> [WORK TO DO] List every line in the entries below that contains the word "arched", copying each such line in full.

> [DATASET EXTRACT]
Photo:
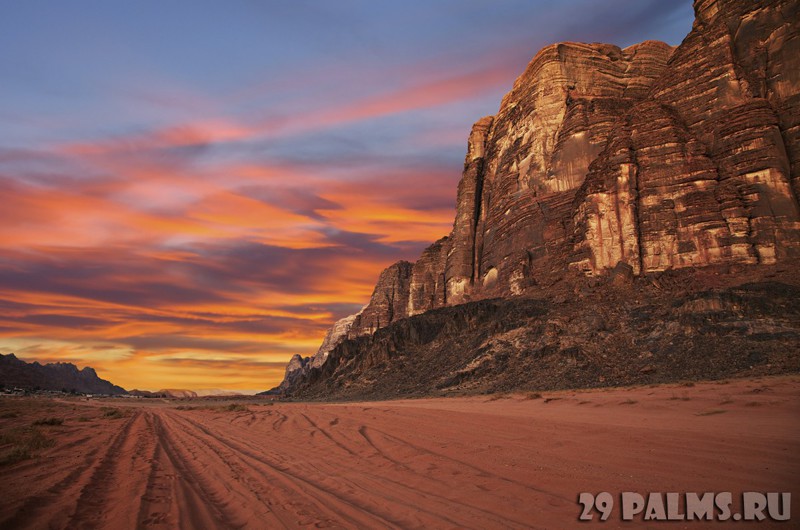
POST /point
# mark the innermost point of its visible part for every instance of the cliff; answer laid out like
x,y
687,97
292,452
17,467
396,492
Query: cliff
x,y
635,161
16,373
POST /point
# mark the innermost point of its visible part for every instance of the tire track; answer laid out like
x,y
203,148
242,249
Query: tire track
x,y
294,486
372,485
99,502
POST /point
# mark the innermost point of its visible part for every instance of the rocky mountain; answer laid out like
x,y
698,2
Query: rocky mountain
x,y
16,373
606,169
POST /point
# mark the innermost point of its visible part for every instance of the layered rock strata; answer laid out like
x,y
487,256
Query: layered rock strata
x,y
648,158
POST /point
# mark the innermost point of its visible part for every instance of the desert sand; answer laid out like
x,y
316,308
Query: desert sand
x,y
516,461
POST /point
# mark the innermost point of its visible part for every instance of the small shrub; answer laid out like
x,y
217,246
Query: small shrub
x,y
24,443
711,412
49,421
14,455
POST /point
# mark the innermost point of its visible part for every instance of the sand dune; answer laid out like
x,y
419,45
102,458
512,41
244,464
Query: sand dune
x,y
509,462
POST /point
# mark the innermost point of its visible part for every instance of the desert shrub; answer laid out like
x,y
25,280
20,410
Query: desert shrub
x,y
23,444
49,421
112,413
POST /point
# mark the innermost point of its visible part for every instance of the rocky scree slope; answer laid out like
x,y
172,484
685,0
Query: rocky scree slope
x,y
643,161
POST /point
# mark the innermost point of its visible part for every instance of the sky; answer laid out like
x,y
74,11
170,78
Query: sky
==
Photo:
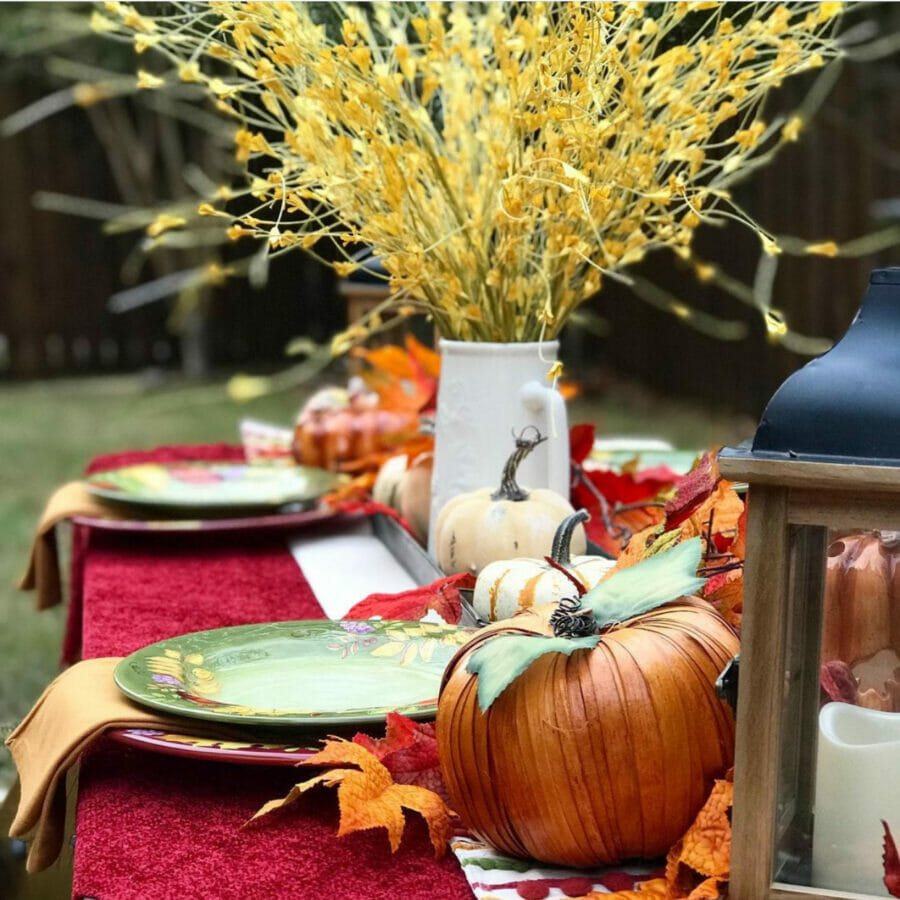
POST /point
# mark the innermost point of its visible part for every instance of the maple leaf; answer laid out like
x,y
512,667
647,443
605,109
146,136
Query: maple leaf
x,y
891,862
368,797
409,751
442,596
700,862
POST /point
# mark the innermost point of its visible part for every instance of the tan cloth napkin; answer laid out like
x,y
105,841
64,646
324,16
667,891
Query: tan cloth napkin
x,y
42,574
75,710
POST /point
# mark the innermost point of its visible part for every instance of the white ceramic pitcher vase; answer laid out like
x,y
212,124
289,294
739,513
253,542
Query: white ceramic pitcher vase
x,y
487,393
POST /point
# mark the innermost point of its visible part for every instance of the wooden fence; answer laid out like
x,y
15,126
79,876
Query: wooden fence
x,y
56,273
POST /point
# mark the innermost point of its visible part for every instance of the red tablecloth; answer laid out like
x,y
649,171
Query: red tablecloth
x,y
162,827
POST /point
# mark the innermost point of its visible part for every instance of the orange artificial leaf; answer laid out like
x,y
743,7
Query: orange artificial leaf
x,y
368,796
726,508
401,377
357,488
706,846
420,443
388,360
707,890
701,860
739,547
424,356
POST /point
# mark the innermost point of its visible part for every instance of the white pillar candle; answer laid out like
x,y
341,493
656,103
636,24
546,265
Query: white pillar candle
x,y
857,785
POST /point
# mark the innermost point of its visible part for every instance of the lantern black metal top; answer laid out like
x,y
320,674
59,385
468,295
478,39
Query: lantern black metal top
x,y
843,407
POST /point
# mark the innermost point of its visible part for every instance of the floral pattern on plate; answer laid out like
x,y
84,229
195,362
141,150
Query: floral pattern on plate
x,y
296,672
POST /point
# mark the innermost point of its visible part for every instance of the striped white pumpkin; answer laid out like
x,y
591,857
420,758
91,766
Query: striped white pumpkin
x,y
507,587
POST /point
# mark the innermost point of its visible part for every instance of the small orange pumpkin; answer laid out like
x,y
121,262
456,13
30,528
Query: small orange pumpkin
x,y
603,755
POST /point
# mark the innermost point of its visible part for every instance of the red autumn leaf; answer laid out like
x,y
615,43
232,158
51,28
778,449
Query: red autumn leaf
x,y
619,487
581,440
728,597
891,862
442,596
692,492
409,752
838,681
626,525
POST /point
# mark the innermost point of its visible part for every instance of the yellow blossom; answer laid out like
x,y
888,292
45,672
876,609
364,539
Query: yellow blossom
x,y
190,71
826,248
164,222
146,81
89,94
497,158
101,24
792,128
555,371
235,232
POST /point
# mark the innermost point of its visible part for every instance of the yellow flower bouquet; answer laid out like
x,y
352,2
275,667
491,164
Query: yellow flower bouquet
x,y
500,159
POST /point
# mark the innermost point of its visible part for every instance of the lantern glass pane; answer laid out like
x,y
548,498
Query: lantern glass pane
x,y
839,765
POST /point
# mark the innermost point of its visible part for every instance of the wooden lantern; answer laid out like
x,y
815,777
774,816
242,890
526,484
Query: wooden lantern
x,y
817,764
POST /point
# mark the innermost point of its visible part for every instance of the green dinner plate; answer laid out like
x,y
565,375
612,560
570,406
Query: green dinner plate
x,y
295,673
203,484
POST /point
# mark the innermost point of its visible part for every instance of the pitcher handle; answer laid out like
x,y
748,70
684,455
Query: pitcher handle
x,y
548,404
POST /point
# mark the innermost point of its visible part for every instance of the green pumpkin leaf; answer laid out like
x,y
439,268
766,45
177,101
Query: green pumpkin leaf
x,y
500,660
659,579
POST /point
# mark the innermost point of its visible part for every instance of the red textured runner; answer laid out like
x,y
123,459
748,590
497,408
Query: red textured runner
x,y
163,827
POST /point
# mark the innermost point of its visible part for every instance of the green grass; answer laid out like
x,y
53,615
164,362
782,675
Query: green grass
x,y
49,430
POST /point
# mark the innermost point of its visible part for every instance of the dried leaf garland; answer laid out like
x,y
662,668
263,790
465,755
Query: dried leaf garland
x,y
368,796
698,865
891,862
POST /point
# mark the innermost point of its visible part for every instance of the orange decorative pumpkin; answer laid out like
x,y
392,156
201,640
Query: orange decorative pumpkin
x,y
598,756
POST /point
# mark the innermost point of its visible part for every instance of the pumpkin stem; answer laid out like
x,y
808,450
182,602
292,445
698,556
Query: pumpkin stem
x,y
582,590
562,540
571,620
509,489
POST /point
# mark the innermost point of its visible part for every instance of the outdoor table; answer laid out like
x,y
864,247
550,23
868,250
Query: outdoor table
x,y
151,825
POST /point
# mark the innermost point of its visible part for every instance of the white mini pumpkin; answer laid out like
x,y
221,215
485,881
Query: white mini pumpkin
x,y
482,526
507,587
==
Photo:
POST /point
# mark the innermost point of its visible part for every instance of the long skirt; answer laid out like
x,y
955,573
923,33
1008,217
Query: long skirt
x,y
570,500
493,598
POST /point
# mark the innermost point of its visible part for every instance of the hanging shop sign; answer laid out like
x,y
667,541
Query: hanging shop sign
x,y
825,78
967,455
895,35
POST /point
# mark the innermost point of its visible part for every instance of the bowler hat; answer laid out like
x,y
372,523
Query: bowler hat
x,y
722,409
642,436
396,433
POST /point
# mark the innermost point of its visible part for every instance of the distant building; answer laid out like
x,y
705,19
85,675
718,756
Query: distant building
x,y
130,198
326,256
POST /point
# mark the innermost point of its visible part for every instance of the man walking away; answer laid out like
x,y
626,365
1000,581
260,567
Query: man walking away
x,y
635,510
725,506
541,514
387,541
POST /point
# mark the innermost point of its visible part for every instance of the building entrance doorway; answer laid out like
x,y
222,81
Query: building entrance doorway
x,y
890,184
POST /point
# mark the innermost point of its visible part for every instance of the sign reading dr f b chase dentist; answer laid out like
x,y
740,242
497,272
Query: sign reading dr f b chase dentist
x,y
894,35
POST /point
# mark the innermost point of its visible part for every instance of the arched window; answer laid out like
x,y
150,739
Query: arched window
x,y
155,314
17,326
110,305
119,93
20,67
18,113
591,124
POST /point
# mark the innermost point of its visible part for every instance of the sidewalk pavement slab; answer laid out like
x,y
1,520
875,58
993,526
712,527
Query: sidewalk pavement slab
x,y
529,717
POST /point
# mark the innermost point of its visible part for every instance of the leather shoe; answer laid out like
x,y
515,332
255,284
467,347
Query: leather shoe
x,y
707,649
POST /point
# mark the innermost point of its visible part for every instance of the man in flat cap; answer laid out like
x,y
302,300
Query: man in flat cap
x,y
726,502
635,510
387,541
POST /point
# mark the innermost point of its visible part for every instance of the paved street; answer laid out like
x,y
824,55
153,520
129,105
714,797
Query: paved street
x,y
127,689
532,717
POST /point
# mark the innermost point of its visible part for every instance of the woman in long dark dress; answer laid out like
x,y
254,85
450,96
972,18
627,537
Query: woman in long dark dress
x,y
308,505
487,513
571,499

> [WRITTEN RESPONSE]
# mark the innermost point of its visible part for every instance of the arched window; answer laid out like
Query: arched window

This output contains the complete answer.